Put every line of the data below into a numbered list, leaving out any blank lines.

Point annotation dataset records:
==========
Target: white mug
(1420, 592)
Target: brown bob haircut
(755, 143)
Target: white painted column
==========
» **FULL ANSWER**
1. Target: white mug
2. (1420, 592)
3. Target: brown bob haircut
4. (755, 143)
5. Target: white painted column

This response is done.